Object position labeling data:
###

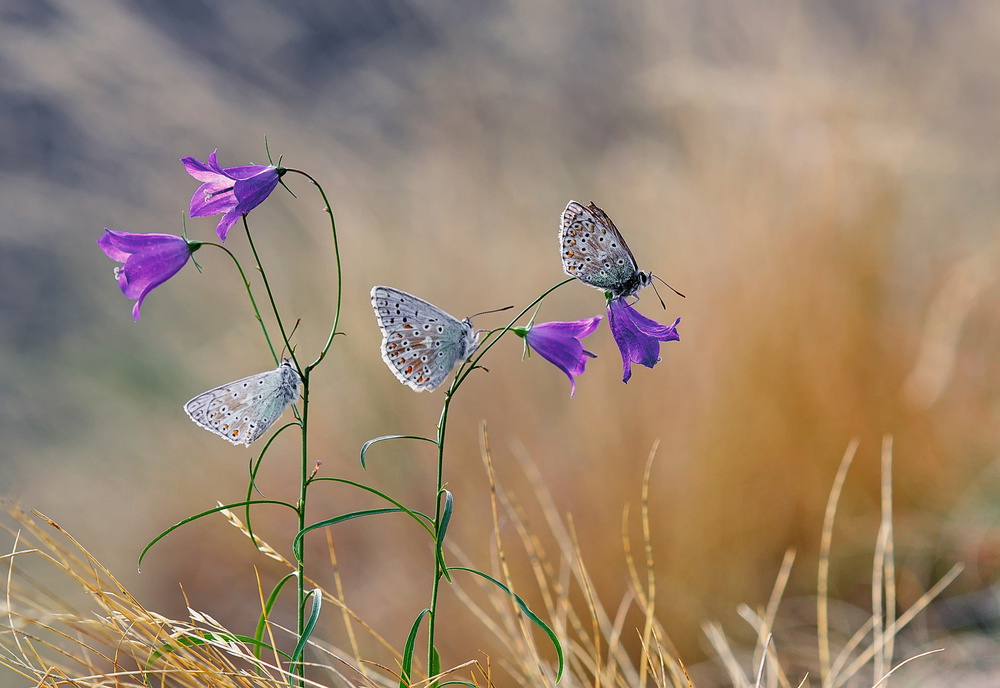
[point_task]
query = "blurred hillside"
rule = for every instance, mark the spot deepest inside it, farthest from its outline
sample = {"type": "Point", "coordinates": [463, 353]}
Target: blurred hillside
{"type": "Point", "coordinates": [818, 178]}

###

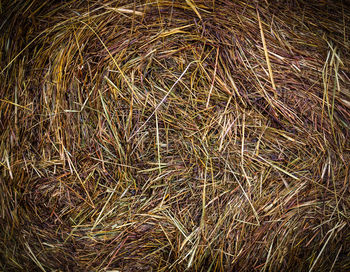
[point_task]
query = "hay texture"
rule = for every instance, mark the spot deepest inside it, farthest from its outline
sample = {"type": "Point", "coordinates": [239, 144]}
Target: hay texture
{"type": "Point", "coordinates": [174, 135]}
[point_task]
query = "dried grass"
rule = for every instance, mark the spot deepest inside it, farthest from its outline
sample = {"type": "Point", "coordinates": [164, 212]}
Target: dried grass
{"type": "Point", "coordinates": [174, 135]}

###

_WHAT IS BEING ASKED_. Pull out every line of the data above that contains the word "blurred", matching case exactly.

_FINISHED EXERCISE_.
query = "blurred hillside"
Target: blurred hillside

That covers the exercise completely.